- **INSTRUCTIONS FOR THE TASK**:
Reproduce the records below line for line, leaving out the pictures.

***** PROVIDED DATA

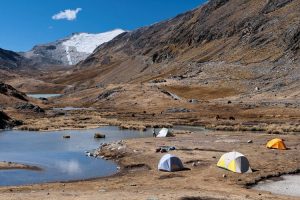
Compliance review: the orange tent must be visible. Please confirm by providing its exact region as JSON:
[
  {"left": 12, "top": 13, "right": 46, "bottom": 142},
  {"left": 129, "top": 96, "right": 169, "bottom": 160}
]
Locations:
[{"left": 267, "top": 138, "right": 286, "bottom": 150}]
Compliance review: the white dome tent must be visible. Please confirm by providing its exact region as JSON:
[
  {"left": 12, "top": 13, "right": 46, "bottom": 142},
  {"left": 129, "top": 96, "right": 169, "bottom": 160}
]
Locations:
[
  {"left": 217, "top": 152, "right": 252, "bottom": 173},
  {"left": 158, "top": 154, "right": 185, "bottom": 172},
  {"left": 156, "top": 128, "right": 171, "bottom": 137}
]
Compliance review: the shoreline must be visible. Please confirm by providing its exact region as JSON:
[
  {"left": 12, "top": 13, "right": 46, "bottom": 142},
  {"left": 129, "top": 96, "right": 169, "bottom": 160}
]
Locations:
[
  {"left": 0, "top": 127, "right": 300, "bottom": 200},
  {"left": 0, "top": 161, "right": 43, "bottom": 171}
]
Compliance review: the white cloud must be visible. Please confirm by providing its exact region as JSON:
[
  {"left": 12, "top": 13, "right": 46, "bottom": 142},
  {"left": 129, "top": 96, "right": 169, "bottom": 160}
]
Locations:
[{"left": 52, "top": 8, "right": 82, "bottom": 21}]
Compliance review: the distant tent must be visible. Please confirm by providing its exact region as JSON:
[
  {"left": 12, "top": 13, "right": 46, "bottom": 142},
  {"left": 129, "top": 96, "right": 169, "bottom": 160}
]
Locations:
[
  {"left": 267, "top": 138, "right": 286, "bottom": 150},
  {"left": 156, "top": 128, "right": 171, "bottom": 137},
  {"left": 158, "top": 154, "right": 184, "bottom": 172},
  {"left": 217, "top": 152, "right": 252, "bottom": 173}
]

**********

- **TASK ANSWER**:
Compliance review: the orange tent must be visible. Please confirm by providing its exact region as JSON:
[
  {"left": 12, "top": 13, "right": 46, "bottom": 142},
  {"left": 129, "top": 96, "right": 169, "bottom": 160}
]
Locations:
[{"left": 267, "top": 138, "right": 286, "bottom": 150}]
Compliance review: the white dome tent must be visible. Please confirm by providing its exact region as JSON:
[
  {"left": 12, "top": 13, "right": 46, "bottom": 142},
  {"left": 129, "top": 96, "right": 169, "bottom": 160}
]
Locations:
[
  {"left": 217, "top": 152, "right": 252, "bottom": 173},
  {"left": 158, "top": 154, "right": 185, "bottom": 172},
  {"left": 156, "top": 128, "right": 171, "bottom": 137}
]
Compliance review: the shoreline must be visible. Please confirm by providing its exact region as JSON:
[
  {"left": 12, "top": 13, "right": 46, "bottom": 142},
  {"left": 129, "top": 96, "right": 169, "bottom": 160}
]
Locations:
[
  {"left": 0, "top": 127, "right": 300, "bottom": 200},
  {"left": 0, "top": 161, "right": 43, "bottom": 171}
]
Compliance review: the white cloud must be visible. Please confirm by providing its exact region as JSON:
[
  {"left": 12, "top": 13, "right": 46, "bottom": 142},
  {"left": 129, "top": 96, "right": 169, "bottom": 160}
]
Locations:
[{"left": 52, "top": 8, "right": 82, "bottom": 21}]
Compliance review: the distant tent must be visible. Please confirm by providing its exact region as JSON:
[
  {"left": 12, "top": 13, "right": 46, "bottom": 142},
  {"left": 129, "top": 96, "right": 169, "bottom": 160}
]
Locations:
[
  {"left": 267, "top": 138, "right": 286, "bottom": 150},
  {"left": 156, "top": 128, "right": 171, "bottom": 137},
  {"left": 158, "top": 154, "right": 184, "bottom": 172},
  {"left": 217, "top": 152, "right": 252, "bottom": 173}
]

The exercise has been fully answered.